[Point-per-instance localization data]

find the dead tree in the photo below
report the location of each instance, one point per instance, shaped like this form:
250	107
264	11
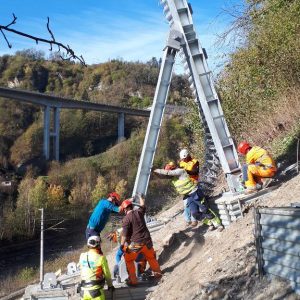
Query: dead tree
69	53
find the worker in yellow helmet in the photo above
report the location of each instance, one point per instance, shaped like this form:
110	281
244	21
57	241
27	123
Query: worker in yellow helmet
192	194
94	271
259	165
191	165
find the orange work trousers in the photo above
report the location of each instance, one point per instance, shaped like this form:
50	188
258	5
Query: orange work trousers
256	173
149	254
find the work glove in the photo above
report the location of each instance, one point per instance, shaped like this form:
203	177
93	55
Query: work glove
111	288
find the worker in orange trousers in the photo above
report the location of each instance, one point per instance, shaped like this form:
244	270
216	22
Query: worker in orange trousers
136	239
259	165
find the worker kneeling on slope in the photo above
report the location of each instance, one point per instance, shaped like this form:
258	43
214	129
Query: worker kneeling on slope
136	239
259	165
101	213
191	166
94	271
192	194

---

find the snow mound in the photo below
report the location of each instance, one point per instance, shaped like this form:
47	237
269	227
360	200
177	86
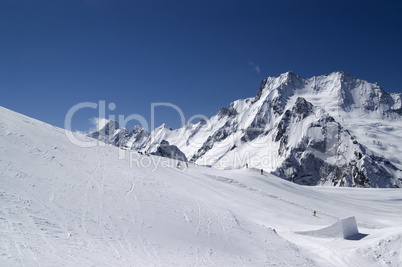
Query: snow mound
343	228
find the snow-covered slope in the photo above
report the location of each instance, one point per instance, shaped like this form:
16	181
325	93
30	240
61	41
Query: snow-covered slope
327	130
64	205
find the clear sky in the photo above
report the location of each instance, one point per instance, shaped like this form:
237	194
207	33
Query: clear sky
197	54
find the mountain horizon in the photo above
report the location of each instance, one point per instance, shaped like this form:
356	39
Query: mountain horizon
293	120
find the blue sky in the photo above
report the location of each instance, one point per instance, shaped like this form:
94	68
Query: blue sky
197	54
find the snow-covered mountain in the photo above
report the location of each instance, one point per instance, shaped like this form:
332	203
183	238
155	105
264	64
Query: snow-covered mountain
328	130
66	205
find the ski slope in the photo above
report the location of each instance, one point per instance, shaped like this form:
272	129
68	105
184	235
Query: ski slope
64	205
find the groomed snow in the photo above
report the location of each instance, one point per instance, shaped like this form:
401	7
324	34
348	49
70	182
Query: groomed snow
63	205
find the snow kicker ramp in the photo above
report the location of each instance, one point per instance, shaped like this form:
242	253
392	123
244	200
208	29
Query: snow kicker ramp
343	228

Exercise objective: The expected output is each line of the records above that includes the word "below".

Solution:
find the dead tree in the photo below
find the snow mound in the photo below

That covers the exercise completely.